Things to do →
A) In the mailing-list message about retrieving dpif_class, list every distinct pointer expression that uses the -> operator.
B) According to the mailing-list message about retrieving dpif_class, which function is called when dpctl statistics are run?
C) Write a continuation of the mailing-list message about retrieving dpif_class, starting after its last sentence.

Extract to read →

Re: [ovs-dev] [RFC v3 0/4] netdev-offload: Prerequisites of vport offloading via DPDK.

2019-12-08 Thread Ophir Munk
Hi Ilya,
I think the root cause for the issues mentioned below is the usage of 
pmd->dp->dpif->dpif_class
rather than pmd->dp->class. Please see a fixing patch 
https://patchwork.ozlabs.org/patch/1205684/
("dpif-netdev: Retrieve dpif_class from struct dp_netdev ").

When running dpctl statistics there is a call to dpif_open(). As part of this 
call dp->dpif is assigned a new dpif pointer value.
However pmd->dp->dpif should assume that dp->dpif is fixed throughout its life 
time. 
Hence it is better to access the dpif_class through fixed pointers that do not 
change (pmd->dp->class).

Data extract →
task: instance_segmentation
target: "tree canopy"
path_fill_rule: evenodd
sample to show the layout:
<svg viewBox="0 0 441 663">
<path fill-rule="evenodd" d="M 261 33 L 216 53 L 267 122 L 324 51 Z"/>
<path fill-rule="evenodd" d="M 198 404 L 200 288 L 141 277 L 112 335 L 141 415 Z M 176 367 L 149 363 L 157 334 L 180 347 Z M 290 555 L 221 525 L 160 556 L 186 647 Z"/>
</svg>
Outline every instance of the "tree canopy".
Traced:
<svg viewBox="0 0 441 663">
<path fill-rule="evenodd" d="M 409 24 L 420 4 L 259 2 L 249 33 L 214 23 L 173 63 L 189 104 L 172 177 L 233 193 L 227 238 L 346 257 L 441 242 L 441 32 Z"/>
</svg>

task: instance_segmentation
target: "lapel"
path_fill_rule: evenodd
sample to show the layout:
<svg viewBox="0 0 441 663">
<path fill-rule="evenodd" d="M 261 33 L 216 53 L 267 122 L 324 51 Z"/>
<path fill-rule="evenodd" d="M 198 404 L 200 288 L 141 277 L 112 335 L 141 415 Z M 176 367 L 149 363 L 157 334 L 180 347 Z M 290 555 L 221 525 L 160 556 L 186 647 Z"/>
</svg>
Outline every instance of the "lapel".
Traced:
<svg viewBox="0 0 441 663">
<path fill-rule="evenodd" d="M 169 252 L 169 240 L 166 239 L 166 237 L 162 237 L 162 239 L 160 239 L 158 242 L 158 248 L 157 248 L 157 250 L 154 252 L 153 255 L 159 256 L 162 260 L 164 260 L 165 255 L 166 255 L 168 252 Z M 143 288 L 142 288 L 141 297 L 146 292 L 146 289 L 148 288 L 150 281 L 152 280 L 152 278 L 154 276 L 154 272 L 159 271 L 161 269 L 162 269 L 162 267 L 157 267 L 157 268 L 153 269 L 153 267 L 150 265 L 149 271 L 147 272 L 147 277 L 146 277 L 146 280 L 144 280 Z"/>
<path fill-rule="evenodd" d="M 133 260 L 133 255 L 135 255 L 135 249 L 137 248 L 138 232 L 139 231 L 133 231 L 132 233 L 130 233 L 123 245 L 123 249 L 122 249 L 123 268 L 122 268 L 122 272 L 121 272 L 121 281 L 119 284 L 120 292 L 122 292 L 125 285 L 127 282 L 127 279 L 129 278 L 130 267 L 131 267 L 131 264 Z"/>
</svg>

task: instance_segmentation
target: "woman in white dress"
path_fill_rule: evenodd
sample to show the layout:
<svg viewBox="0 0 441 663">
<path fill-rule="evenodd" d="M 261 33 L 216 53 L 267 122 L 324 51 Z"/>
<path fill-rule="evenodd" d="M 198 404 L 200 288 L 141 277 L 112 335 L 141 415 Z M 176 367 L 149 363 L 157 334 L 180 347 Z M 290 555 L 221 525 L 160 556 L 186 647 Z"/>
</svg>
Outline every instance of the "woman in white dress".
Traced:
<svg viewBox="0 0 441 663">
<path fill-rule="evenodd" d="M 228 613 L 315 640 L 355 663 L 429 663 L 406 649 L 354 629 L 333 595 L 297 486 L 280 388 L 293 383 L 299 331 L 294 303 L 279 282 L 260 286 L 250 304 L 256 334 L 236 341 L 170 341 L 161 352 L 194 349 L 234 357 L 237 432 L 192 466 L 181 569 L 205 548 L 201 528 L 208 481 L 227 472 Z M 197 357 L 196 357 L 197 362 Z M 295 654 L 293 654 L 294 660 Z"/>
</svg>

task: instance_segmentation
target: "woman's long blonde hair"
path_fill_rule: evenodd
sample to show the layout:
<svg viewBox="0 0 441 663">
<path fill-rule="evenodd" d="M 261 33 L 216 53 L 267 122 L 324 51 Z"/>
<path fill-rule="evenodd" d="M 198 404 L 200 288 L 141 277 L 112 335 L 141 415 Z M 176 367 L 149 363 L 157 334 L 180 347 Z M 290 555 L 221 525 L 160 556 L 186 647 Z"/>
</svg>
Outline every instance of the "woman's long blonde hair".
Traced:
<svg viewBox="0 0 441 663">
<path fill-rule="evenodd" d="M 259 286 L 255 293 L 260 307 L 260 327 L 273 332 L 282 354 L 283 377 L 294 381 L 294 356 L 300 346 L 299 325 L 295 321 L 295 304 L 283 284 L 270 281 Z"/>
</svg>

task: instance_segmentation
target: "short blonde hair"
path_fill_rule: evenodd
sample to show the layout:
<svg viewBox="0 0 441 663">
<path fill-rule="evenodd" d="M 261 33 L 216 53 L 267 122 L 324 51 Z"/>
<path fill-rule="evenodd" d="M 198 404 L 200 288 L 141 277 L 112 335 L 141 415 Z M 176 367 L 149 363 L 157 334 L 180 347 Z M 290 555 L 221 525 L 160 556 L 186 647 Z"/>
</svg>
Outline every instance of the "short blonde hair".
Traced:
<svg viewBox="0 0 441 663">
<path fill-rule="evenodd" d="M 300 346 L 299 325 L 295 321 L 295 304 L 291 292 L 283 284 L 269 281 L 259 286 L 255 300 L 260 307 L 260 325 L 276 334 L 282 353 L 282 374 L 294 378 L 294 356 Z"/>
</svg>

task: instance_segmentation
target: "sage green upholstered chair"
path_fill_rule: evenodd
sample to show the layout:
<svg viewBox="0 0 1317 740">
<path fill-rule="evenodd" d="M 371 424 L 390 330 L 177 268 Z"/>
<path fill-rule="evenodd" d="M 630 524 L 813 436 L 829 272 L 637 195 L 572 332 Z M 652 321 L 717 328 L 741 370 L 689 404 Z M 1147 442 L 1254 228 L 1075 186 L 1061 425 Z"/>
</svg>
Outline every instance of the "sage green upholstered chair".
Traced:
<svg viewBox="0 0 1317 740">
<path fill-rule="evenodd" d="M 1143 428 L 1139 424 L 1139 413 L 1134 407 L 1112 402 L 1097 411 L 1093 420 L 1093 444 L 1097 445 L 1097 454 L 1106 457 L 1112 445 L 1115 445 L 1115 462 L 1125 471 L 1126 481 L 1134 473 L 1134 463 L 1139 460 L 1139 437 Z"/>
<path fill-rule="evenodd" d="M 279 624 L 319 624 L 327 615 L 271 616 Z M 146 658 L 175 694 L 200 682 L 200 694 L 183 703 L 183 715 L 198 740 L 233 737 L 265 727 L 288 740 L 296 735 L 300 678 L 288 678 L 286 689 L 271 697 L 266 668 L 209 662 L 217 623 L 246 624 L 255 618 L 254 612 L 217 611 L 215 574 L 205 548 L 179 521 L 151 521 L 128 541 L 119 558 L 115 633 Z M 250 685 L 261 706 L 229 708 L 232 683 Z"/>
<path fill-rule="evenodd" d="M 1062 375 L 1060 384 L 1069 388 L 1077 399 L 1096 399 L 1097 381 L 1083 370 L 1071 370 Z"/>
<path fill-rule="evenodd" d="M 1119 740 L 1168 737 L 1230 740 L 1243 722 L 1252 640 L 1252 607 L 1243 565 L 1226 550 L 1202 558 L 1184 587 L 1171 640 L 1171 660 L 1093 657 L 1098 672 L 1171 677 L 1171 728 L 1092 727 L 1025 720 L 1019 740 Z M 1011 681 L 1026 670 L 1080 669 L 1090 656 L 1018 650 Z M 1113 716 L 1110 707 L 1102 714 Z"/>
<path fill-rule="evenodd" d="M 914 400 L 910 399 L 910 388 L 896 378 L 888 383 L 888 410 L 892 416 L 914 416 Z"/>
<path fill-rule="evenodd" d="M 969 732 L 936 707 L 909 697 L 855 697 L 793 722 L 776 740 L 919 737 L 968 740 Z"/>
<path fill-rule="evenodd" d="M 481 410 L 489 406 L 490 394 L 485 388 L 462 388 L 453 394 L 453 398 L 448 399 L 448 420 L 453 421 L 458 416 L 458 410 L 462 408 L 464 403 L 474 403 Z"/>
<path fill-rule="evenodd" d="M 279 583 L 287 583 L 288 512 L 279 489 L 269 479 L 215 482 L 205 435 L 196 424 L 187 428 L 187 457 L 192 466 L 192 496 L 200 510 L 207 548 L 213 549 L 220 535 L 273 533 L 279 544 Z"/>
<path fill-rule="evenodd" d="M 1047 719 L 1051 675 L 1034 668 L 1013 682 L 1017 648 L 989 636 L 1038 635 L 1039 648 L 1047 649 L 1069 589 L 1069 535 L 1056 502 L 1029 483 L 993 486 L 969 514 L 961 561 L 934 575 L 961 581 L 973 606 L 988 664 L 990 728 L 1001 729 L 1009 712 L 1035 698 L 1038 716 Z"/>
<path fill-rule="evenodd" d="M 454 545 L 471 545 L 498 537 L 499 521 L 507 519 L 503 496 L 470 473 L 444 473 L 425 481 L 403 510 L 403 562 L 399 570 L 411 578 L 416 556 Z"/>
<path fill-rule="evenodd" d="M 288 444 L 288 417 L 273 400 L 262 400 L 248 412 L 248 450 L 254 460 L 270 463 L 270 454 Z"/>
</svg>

Results of the tasks →
A)
pmd->dp->dpif->dpif_class
pmd->dp->class
dp->dpif
pmd->dp->dpif

B) dpif_open()

C)
With the fixing patch Eli issues are fixes.
Also when I updated your RFCs series to use pmd->dp->class - there is no more 
crash and everything works fine.
Ilya - can you please update the RFC series and send them as V1 patches? 
I will test them again and hopefully will be able to ACK them.

Regards,
Ophir

> -Original Message-
> From: Eli Britstein 
> Sent: Sunday, December 8, 2019 2:29 PM
> To: Ilya Maximets ; Ophir Munk
> ; ovs-dev@openvswitch.org
> Cc: Roni Bar Yanai ; Simon Horman
> ; Ameer Mahagneh
> 
> Subject: Re: [RFC v3 0/4] netdev-offload: Prerequisites of vport offloading 
> via
> DPDK.
> 
> 
> On 12/6/2019 4:34 PM, Ilya Maximets wrote:
> > On 06.12.2019 14:09, Ophir Munk wrote:
> >> Hi Ilya,
> >> I applied this series on master ("dpdk: Update to use DPDK 19.11.") and
> PINGed between two "dpdk" ports (hw-offload=true).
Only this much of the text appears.